Task to carry out: From the line that has "Target = reflection on water" down to the final line of the listing below, transcribe every line exactly, and only those.

Stored data entries
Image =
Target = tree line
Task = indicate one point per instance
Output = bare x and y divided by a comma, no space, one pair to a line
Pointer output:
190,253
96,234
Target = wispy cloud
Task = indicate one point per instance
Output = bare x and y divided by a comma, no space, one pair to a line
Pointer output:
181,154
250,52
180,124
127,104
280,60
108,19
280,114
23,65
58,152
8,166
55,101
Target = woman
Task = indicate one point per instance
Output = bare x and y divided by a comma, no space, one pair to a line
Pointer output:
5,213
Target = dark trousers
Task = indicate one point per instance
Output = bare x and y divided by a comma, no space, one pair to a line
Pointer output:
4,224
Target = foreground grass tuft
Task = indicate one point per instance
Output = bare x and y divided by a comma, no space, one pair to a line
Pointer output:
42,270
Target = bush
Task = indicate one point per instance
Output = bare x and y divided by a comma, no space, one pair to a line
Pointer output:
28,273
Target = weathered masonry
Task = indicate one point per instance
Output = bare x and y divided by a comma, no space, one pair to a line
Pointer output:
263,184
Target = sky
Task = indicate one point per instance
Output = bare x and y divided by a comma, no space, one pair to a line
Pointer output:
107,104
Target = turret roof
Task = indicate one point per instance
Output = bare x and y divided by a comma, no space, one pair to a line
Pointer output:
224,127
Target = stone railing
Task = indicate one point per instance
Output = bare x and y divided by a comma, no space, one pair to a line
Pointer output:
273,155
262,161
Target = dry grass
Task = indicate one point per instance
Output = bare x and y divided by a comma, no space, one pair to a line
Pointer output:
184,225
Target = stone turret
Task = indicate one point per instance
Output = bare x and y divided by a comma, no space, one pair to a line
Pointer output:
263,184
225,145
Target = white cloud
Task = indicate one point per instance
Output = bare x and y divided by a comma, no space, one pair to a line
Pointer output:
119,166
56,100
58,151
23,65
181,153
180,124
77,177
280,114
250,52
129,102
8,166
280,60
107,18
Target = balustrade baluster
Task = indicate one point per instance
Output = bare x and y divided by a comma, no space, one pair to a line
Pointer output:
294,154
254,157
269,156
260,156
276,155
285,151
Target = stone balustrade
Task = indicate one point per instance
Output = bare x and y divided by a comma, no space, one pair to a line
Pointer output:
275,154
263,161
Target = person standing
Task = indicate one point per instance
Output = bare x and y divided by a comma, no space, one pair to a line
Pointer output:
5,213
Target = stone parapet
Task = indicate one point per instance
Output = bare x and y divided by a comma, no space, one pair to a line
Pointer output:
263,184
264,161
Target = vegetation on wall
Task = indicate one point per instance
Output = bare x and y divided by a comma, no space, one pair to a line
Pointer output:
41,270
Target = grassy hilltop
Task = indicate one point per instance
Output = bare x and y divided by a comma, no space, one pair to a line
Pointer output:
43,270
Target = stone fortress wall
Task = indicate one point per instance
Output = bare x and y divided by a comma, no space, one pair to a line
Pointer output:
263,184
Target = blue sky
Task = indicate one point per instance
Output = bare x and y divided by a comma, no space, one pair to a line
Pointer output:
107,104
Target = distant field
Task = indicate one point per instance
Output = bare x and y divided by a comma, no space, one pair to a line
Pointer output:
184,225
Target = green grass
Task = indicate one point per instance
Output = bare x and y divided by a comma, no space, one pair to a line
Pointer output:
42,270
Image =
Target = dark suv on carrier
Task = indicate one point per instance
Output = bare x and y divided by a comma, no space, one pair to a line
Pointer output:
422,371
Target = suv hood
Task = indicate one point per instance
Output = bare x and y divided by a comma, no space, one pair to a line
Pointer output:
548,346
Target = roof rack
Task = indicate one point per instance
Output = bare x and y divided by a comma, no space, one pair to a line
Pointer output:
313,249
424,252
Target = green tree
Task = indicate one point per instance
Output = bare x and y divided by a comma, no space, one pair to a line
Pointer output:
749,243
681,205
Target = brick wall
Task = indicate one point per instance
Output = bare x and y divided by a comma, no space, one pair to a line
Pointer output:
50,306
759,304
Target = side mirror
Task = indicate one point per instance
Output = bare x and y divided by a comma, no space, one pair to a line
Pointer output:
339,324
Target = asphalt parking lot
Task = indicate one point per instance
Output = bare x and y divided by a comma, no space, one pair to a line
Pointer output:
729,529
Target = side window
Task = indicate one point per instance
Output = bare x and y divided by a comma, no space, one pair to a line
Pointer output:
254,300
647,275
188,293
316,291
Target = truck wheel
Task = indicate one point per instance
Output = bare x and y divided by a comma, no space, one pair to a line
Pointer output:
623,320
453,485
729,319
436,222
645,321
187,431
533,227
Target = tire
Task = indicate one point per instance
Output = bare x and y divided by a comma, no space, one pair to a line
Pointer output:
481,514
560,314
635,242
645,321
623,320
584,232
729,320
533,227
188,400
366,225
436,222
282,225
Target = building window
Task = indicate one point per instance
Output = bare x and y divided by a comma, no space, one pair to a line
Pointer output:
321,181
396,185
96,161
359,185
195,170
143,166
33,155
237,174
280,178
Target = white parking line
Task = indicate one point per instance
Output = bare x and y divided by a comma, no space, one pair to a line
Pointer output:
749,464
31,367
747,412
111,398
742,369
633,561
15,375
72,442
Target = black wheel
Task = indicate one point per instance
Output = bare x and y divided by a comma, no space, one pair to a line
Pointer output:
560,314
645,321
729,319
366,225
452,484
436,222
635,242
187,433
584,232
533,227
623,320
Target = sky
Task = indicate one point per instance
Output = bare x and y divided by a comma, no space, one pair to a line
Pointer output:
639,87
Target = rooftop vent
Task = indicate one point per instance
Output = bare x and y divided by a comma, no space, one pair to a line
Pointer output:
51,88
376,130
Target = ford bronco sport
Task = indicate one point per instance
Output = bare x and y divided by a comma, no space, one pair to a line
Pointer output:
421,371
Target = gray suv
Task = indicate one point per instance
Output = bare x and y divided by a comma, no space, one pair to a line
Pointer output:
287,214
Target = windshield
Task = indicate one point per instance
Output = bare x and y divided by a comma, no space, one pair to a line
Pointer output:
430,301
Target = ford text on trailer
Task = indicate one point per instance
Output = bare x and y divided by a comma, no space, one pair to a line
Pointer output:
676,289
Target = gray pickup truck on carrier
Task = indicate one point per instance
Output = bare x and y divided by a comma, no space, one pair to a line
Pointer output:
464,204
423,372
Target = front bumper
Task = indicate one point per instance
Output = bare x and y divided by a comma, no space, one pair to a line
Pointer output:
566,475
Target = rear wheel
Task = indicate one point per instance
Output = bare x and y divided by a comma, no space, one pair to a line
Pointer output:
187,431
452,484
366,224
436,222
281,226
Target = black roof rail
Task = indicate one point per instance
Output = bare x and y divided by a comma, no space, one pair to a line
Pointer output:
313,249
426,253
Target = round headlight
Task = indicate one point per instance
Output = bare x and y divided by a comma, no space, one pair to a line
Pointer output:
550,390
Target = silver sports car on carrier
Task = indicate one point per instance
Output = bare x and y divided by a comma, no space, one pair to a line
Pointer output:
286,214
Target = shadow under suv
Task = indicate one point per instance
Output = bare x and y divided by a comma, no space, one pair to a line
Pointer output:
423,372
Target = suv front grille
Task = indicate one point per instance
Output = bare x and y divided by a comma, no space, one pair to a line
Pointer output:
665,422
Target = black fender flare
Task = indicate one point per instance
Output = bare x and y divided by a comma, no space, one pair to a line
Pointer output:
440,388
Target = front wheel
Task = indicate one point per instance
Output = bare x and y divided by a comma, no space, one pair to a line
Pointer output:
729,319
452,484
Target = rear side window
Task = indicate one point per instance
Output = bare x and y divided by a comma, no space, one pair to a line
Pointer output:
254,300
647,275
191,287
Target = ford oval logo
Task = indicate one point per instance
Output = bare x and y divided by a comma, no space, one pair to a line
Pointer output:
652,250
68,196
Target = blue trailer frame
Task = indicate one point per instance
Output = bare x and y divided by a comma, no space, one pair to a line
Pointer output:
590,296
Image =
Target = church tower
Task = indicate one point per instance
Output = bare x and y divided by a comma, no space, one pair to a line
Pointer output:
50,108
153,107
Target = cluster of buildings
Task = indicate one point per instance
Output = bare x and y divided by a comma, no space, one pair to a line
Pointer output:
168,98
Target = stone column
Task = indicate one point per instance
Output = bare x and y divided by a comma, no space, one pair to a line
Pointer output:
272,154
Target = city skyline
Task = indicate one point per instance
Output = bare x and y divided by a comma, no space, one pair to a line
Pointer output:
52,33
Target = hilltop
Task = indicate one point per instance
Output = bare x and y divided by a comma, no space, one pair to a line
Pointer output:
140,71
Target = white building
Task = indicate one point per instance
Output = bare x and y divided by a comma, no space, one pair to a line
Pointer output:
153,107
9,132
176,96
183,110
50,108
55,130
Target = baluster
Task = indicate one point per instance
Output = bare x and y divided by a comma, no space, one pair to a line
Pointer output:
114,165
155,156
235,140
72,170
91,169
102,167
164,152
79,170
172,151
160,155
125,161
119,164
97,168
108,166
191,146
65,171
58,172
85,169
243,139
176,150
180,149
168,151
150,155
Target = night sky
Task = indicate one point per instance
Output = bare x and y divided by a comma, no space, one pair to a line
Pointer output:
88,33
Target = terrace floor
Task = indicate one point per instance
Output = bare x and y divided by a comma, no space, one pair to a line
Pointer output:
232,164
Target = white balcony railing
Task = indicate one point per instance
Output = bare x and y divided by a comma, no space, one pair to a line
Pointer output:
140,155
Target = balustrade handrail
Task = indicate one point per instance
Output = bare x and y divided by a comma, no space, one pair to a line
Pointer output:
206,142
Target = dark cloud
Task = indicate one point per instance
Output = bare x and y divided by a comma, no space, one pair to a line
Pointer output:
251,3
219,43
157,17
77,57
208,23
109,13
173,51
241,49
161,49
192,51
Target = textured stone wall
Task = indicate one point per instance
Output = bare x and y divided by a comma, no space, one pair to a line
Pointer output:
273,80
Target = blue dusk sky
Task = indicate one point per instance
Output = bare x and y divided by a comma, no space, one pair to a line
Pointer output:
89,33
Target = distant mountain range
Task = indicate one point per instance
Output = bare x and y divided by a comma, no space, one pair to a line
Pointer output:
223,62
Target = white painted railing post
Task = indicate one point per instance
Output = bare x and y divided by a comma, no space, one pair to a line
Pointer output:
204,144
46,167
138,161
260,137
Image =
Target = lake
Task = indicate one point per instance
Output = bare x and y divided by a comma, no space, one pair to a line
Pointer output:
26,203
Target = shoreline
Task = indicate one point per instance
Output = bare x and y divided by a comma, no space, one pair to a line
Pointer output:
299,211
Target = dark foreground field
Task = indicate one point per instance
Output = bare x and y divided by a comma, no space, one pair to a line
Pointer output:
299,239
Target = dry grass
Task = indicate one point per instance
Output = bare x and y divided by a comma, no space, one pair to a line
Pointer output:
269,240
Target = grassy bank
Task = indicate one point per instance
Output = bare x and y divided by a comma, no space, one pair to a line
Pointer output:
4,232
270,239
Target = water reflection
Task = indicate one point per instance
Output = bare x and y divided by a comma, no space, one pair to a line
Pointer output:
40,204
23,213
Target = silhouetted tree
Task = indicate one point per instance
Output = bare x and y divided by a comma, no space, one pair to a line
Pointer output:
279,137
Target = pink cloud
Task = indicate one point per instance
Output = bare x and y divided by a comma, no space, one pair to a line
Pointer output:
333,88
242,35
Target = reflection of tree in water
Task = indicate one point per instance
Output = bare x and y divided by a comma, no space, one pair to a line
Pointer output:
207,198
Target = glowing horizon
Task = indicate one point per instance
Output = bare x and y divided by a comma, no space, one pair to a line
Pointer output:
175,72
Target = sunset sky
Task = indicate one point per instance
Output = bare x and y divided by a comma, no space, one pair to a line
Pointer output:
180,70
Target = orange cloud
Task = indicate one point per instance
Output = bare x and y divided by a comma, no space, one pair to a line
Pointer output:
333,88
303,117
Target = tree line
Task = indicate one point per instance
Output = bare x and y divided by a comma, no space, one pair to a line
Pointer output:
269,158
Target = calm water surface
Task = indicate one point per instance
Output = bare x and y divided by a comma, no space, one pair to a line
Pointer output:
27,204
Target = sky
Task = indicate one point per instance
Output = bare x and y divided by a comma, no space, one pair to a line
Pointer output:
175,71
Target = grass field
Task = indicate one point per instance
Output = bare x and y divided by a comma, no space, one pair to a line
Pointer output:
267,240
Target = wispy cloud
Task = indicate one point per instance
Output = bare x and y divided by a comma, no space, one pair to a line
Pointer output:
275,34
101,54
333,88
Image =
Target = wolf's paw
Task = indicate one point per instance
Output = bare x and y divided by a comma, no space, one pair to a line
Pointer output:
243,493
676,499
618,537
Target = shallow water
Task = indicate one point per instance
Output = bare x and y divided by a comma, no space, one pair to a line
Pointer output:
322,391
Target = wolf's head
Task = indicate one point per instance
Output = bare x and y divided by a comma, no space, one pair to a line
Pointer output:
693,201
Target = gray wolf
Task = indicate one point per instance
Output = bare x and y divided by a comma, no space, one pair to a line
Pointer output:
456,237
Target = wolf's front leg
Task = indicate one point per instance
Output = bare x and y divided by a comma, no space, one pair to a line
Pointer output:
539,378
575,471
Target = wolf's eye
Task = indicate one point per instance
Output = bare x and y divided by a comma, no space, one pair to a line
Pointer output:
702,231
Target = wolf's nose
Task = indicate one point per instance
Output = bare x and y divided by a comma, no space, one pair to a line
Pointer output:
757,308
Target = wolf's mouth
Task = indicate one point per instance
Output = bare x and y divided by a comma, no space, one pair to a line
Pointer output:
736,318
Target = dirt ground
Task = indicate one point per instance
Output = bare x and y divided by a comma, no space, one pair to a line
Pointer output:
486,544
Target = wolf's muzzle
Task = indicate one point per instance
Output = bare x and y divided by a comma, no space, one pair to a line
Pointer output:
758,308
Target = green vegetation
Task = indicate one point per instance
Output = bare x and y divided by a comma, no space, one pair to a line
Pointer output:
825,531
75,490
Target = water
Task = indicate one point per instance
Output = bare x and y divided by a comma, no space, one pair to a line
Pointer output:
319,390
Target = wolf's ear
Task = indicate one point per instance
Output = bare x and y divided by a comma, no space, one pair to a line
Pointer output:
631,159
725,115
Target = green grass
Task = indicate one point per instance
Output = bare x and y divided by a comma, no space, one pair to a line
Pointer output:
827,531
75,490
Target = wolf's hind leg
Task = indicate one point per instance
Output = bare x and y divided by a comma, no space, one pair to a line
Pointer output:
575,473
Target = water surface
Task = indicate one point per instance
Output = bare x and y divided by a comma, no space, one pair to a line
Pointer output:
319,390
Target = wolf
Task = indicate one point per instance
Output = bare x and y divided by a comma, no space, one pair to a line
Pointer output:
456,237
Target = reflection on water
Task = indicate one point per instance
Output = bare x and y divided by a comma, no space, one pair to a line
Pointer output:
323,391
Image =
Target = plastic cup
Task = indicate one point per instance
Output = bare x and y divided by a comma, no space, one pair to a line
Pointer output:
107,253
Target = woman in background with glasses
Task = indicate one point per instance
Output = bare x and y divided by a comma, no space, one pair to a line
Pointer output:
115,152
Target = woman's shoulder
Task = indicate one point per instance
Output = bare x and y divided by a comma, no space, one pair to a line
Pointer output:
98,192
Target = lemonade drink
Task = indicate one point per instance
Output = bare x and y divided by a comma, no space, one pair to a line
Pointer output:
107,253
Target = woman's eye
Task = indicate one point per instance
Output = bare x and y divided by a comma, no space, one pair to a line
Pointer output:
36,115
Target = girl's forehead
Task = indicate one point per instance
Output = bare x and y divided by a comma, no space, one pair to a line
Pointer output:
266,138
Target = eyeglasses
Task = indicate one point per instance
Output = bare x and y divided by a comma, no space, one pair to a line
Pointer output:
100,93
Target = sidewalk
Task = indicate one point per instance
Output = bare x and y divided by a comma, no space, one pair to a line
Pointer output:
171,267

Reply:
Target = reflection on water
Task = indicate one point per instance
Output = bare x and y divided by a comma, no space, one pair to a line
Pointer output:
323,391
Image =
Target = plastic cup
Task = indicate one point per instance
Output = bare x and y divided by a comma, no space, one pair to a line
Pointer output:
107,253
Target = woman in background with glasses
Task = indicate one point per instance
Output = bare x and y divided by a comma, no space, one pair to a line
Pointer output:
115,152
Target = woman's shoulder
Task = indicate one point per instance
Output = bare x and y divided by a comma, no space, one pair to a line
Pointer output:
98,192
Target = lemonade drink
Task = indicate one point per instance
Output = bare x and y divided by a comma, no space, one pair to a line
Pointer output:
107,253
Target = woman's eye
Task = indicate one point per instance
Output = bare x and y divided by a comma, no space, one pair to a line
Pointer output:
36,115
Target = girl's forehead
Task = indicate one point per instance
Output = bare x and y divided by a comma, no space, one pair to a line
Pointer output:
266,138
Target = eyeglasses
Task = indicate one point per instance
Output = bare x and y divided by a comma, no space, one pair to a line
Pointer output:
100,93
Target = sidewalk
Task = indicate one point per instance
Output = bare x and y divided by a comma, no space, one pair to a line
Pointer output:
171,267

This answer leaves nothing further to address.